▸ **To be done**: Leave out pictures; repeat exactly the lines from the "Find the camouflage" line through the last of the data below.

▸ **Shape annotation entries**:
## Start

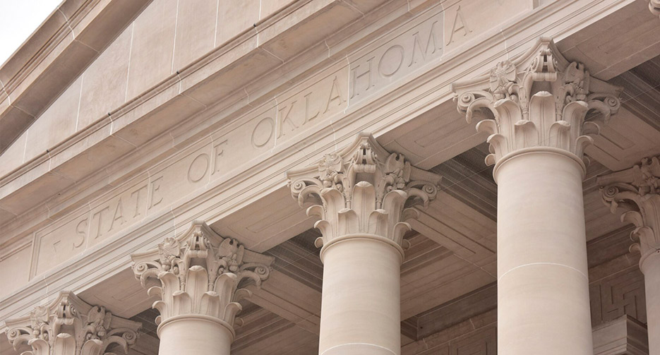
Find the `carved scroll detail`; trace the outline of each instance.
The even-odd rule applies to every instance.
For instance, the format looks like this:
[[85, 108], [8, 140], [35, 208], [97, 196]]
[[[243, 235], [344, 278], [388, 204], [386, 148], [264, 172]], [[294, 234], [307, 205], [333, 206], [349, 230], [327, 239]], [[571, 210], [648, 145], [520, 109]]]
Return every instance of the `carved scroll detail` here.
[[72, 292], [60, 292], [48, 306], [29, 315], [6, 321], [7, 337], [25, 355], [99, 355], [116, 346], [124, 354], [135, 344], [142, 325], [91, 306]]
[[413, 206], [428, 206], [440, 176], [413, 167], [402, 154], [390, 153], [368, 133], [316, 167], [287, 173], [292, 195], [307, 215], [320, 220], [317, 246], [341, 236], [368, 234], [399, 245], [416, 216]]
[[660, 157], [642, 160], [641, 164], [599, 176], [603, 202], [612, 212], [622, 208], [621, 220], [635, 229], [630, 237], [631, 247], [642, 253], [640, 263], [660, 251]]
[[153, 304], [160, 313], [157, 324], [193, 314], [217, 318], [229, 327], [242, 308], [239, 301], [252, 294], [244, 287], [260, 287], [274, 261], [236, 239], [220, 236], [203, 222], [193, 222], [188, 231], [166, 239], [157, 249], [131, 258], [136, 277], [150, 296], [160, 299]]
[[[452, 85], [458, 106], [477, 131], [490, 134], [487, 164], [531, 147], [551, 147], [582, 159], [600, 125], [620, 106], [621, 89], [567, 61], [549, 38], [541, 38], [515, 61], [499, 63], [488, 76]], [[587, 112], [599, 114], [586, 119]]]

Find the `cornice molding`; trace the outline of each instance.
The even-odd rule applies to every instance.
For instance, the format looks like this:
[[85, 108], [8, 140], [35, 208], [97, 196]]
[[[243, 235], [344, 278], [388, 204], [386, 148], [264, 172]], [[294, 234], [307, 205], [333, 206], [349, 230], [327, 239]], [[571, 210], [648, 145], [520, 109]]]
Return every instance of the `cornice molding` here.
[[649, 256], [660, 253], [660, 157], [645, 158], [630, 169], [599, 176], [596, 183], [612, 213], [620, 208], [624, 211], [621, 222], [635, 225], [630, 233], [635, 243], [630, 248], [642, 253], [642, 266]]
[[24, 355], [99, 355], [114, 345], [128, 354], [142, 326], [66, 291], [47, 306], [37, 306], [29, 315], [6, 324], [14, 349], [32, 347]]
[[0, 152], [151, 0], [67, 0], [0, 67]]
[[260, 287], [275, 261], [200, 221], [179, 236], [166, 238], [157, 248], [131, 257], [136, 278], [149, 296], [160, 299], [153, 303], [160, 313], [159, 329], [170, 320], [201, 316], [220, 320], [232, 334], [242, 309], [239, 301], [252, 296], [244, 288], [247, 282]]
[[[467, 122], [479, 119], [476, 130], [490, 134], [486, 164], [492, 165], [537, 147], [582, 159], [593, 143], [591, 136], [618, 110], [622, 89], [591, 77], [542, 37], [516, 59], [498, 63], [488, 75], [455, 83], [452, 90]], [[592, 109], [600, 114], [585, 120]]]
[[352, 234], [371, 234], [403, 243], [417, 217], [436, 198], [439, 175], [418, 169], [400, 153], [385, 150], [368, 133], [353, 144], [326, 154], [317, 165], [287, 173], [292, 195], [308, 216], [320, 219], [314, 227], [320, 247]]

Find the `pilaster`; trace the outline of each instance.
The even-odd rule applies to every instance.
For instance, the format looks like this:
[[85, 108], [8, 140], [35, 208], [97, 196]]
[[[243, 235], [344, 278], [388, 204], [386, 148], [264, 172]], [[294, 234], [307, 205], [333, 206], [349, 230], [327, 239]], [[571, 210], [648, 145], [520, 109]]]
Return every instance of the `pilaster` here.
[[138, 339], [142, 325], [113, 315], [71, 291], [61, 291], [47, 306], [29, 315], [6, 321], [7, 337], [28, 355], [100, 355], [119, 347], [124, 354]]
[[[613, 213], [624, 211], [621, 222], [635, 229], [630, 234], [632, 250], [642, 253], [644, 260], [660, 252], [660, 157], [642, 160], [640, 164], [608, 175], [599, 176], [603, 202]], [[643, 267], [642, 267], [643, 270]]]
[[632, 223], [631, 251], [642, 253], [647, 300], [649, 349], [660, 354], [660, 157], [642, 160], [630, 169], [599, 176], [603, 201], [612, 212], [624, 212], [621, 221]]

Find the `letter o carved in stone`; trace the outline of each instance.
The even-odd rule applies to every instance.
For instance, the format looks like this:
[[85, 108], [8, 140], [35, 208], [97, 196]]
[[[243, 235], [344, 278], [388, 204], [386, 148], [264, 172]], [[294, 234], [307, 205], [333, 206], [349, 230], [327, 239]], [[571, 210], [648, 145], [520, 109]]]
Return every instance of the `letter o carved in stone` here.
[[266, 117], [259, 121], [252, 131], [252, 145], [260, 148], [270, 141], [272, 131], [275, 127], [272, 119]]
[[202, 153], [195, 157], [188, 168], [188, 180], [190, 182], [197, 182], [201, 180], [208, 172], [210, 162], [208, 154]]
[[[399, 50], [398, 59], [397, 59], [396, 49]], [[389, 78], [395, 75], [401, 68], [401, 64], [403, 63], [403, 47], [399, 44], [388, 48], [388, 50], [385, 51], [383, 56], [380, 57], [380, 60], [378, 61], [378, 73], [384, 78]], [[385, 56], [388, 58], [385, 58]]]

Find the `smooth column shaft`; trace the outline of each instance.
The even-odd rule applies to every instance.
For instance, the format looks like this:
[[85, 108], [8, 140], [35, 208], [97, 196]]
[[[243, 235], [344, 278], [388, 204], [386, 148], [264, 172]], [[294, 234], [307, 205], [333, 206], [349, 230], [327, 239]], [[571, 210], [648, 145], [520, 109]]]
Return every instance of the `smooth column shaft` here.
[[400, 354], [402, 260], [397, 248], [356, 236], [328, 245], [322, 260], [319, 354]]
[[158, 337], [158, 355], [229, 355], [234, 338], [220, 323], [195, 315], [166, 320]]
[[660, 355], [660, 251], [647, 256], [641, 269], [647, 298], [649, 354]]
[[496, 167], [499, 355], [593, 354], [576, 160], [537, 148]]

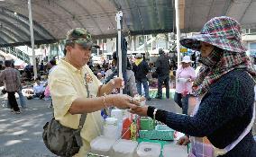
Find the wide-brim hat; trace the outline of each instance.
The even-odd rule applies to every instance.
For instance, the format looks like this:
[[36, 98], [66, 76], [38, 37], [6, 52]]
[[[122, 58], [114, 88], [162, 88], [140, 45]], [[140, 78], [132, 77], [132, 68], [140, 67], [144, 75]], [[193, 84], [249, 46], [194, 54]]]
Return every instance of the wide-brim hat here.
[[69, 30], [66, 36], [66, 43], [75, 42], [84, 48], [100, 48], [98, 45], [93, 43], [91, 33], [86, 29], [76, 28]]
[[181, 61], [181, 63], [191, 63], [191, 62], [192, 60], [190, 59], [189, 56], [183, 57], [182, 61]]
[[227, 16], [211, 19], [205, 24], [200, 34], [180, 40], [182, 46], [197, 51], [200, 50], [201, 42], [233, 52], [242, 53], [246, 51], [242, 42], [240, 24]]

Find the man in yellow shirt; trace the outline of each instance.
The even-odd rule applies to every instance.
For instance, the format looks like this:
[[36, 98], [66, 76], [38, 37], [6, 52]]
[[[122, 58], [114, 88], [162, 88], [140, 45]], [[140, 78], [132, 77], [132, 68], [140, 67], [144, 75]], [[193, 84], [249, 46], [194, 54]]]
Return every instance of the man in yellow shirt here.
[[83, 145], [75, 155], [81, 157], [89, 151], [90, 141], [100, 135], [103, 122], [100, 109], [111, 106], [134, 109], [139, 105], [128, 95], [110, 94], [114, 89], [122, 87], [122, 78], [114, 78], [100, 85], [100, 81], [87, 65], [93, 47], [98, 46], [92, 43], [91, 35], [87, 30], [77, 28], [68, 31], [65, 57], [49, 78], [56, 120], [65, 126], [78, 129], [81, 114], [87, 113], [80, 133]]

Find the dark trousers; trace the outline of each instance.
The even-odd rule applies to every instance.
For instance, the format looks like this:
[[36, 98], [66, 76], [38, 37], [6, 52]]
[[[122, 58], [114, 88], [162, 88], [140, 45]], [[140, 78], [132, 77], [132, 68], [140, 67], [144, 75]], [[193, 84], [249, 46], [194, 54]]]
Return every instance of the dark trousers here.
[[181, 93], [175, 92], [174, 101], [182, 109], [182, 114], [187, 115], [189, 94], [182, 97]]
[[8, 93], [8, 101], [10, 103], [11, 109], [13, 109], [14, 111], [19, 111], [20, 108], [18, 107], [18, 103], [16, 101], [15, 92], [7, 92], [7, 93]]
[[162, 84], [165, 85], [166, 88], [166, 98], [169, 99], [169, 76], [159, 76], [158, 77], [158, 98], [162, 97]]

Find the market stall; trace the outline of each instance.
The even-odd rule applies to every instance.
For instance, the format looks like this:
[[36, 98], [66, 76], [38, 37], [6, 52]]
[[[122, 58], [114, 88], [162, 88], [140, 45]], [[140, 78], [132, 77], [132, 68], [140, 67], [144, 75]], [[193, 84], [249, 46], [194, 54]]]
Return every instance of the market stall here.
[[91, 143], [88, 157], [187, 157], [187, 147], [176, 144], [183, 134], [155, 119], [112, 109], [102, 135]]

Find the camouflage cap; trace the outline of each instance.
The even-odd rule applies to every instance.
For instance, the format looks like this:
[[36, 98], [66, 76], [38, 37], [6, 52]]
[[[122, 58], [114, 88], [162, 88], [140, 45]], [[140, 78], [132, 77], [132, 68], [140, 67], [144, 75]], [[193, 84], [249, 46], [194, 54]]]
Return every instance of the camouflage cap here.
[[66, 43], [75, 42], [79, 45], [82, 45], [85, 48], [95, 47], [99, 48], [99, 46], [93, 43], [91, 33], [86, 29], [76, 28], [69, 30], [67, 32]]

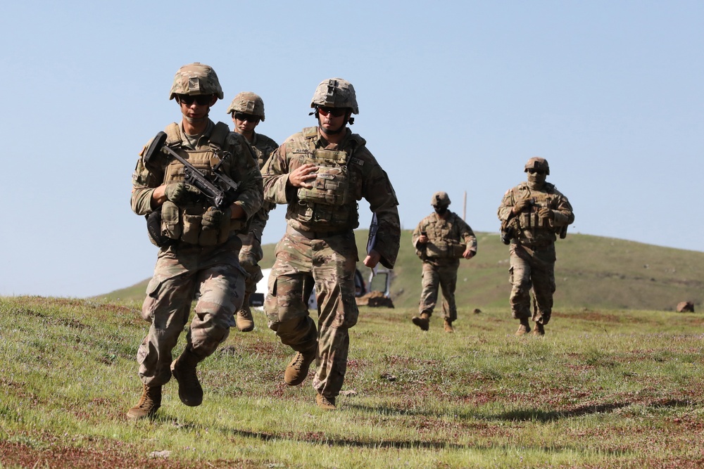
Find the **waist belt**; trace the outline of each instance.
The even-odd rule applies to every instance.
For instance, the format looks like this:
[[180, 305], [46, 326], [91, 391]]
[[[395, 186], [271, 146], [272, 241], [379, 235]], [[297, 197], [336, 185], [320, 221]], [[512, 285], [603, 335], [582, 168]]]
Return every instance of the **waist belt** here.
[[543, 240], [542, 241], [532, 241], [528, 239], [520, 239], [518, 240], [518, 244], [522, 246], [525, 246], [529, 249], [542, 249], [543, 248], [547, 248], [553, 244], [553, 241], [550, 240]]
[[306, 230], [297, 230], [290, 226], [286, 227], [287, 234], [303, 236], [308, 239], [322, 239], [324, 238], [331, 238], [332, 236], [339, 236], [340, 235], [348, 234], [351, 230], [338, 230], [337, 231], [307, 231]]

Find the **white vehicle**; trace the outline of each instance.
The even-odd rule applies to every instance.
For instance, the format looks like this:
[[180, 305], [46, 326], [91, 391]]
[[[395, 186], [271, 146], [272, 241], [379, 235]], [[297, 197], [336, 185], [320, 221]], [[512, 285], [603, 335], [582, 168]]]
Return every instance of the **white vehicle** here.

## End

▸ **Reply**:
Find the camouflage cap; trace the outline of each instance.
The even-odd rule applies to every instance.
For instance, the format looks like this:
[[36, 98], [66, 76], [38, 37], [6, 52]]
[[[122, 58], [114, 88], [162, 88], [140, 45]], [[140, 78], [132, 77], [132, 68], [140, 67], [144, 75]], [[193, 84], [249, 46], [194, 54]]]
Return every instance of the camouflage cap here.
[[66, 43], [75, 42], [79, 45], [82, 45], [85, 48], [95, 47], [99, 48], [99, 46], [93, 43], [91, 33], [86, 29], [76, 28], [69, 30], [67, 32]]

Find the **waist belt**; trace the outline of each instance.
The even-odd rule applies to every instance.
For instance, the format looks like this:
[[180, 305], [46, 326], [91, 391]]
[[[395, 186], [271, 146], [272, 241], [379, 235]], [[297, 197], [336, 185], [320, 221]], [[512, 285], [603, 335], [582, 168]]]
Return every instance of the **waist belt** here.
[[543, 240], [542, 241], [532, 241], [528, 239], [520, 239], [518, 240], [518, 244], [522, 246], [525, 246], [529, 249], [542, 249], [543, 248], [547, 248], [553, 244], [553, 241], [550, 240]]
[[306, 230], [297, 230], [290, 226], [286, 227], [287, 234], [303, 236], [308, 239], [322, 239], [324, 238], [331, 238], [332, 236], [339, 236], [340, 235], [348, 234], [351, 230], [338, 230], [337, 231], [307, 231]]

Find the **white vehicle**; trace the outline of each instance.
The even-odd rule applies to every instance.
For instance, the format looks like this:
[[180, 305], [46, 326], [91, 391]]
[[[395, 186], [271, 146], [272, 241], [379, 235]], [[297, 197], [336, 185], [320, 221]], [[512, 285], [603, 335], [582, 168]]]
Return every instance of the **white vehicle** here.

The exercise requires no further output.